======== RECORDS FOR PROCESSING
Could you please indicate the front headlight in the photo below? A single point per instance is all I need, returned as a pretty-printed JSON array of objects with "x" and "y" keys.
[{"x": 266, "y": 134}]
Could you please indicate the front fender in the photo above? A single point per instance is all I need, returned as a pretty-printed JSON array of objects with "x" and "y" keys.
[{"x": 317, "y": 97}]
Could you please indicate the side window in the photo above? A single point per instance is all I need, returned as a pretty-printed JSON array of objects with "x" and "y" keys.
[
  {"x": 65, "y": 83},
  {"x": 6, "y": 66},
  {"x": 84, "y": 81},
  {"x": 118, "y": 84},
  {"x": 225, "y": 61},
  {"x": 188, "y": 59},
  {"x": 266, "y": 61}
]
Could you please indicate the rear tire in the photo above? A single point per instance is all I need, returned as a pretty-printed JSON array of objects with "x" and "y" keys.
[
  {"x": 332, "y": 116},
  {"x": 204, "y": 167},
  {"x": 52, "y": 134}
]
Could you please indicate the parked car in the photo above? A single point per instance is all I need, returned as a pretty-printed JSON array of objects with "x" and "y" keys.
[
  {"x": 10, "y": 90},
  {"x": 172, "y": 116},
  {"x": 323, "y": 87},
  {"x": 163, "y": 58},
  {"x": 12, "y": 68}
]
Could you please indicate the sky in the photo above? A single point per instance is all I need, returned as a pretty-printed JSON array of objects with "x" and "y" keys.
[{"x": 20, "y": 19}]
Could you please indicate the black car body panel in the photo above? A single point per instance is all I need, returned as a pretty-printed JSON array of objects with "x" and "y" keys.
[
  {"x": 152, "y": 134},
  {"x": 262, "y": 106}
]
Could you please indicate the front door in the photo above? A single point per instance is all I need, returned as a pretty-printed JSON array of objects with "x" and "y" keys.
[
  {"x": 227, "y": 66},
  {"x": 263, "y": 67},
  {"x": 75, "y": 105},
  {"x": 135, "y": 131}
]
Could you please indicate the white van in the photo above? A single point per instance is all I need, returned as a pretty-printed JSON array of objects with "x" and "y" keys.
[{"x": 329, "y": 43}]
================
▶ [SET TASK]
Every entry needs to be retyped exactly.

▶ [TASK RESPONSE]
Could you please indicate the front headlight in the photo below? A single point per instance is all I need, returned as a pretty-printed JSON array of objects with "x" and "y" keys.
[{"x": 266, "y": 134}]
Could you please indicate the front fender in the photo above? A single point per instance is all I need, returned as a pretty-printed JSON array of objects with "x" and "y" keys.
[{"x": 317, "y": 97}]
Could you please indicate the side window in the photo above? A single point per instance is all I need, returned as a pretty-printed JSON array of objects with "x" and "y" keys.
[
  {"x": 65, "y": 83},
  {"x": 6, "y": 66},
  {"x": 84, "y": 81},
  {"x": 118, "y": 84},
  {"x": 225, "y": 61},
  {"x": 188, "y": 59},
  {"x": 266, "y": 61}
]
Could you please indicate the rear tire in the photo above? A single point per instance is all I need, returned as a pretty-printed JSON array of objects with "x" and "y" keys.
[
  {"x": 332, "y": 116},
  {"x": 204, "y": 167},
  {"x": 52, "y": 134}
]
Could you please indicate the parked car in the photo above? A single point per instance is all I need, returned as a pretty-printed JSON array of objects with "x" and "y" keys.
[
  {"x": 10, "y": 90},
  {"x": 172, "y": 116},
  {"x": 323, "y": 87},
  {"x": 163, "y": 58},
  {"x": 12, "y": 68}
]
Could you please indicate the sky in the photo above? A single point per instance is all I need, returned as a pretty-printed JSON array of objects with "x" and "y" keys.
[{"x": 20, "y": 19}]
Could you please indicate the black car body panel in the photo above? A single point per instance is all I need, returned as a pretty-printed JSON array of objects with "x" and "y" keys.
[
  {"x": 152, "y": 134},
  {"x": 262, "y": 106}
]
Could you please indicate the front door in the photo above? A single point per instance is all I need, returned as a pretty-printed JSON array of objects with "x" and "y" keys.
[
  {"x": 227, "y": 66},
  {"x": 263, "y": 67},
  {"x": 75, "y": 105},
  {"x": 135, "y": 131}
]
Could you please indicate the white van in the photo above? A single point per instance is all I need, returned as a pretty-printed JSON array of objects with "x" and "y" keys.
[{"x": 329, "y": 43}]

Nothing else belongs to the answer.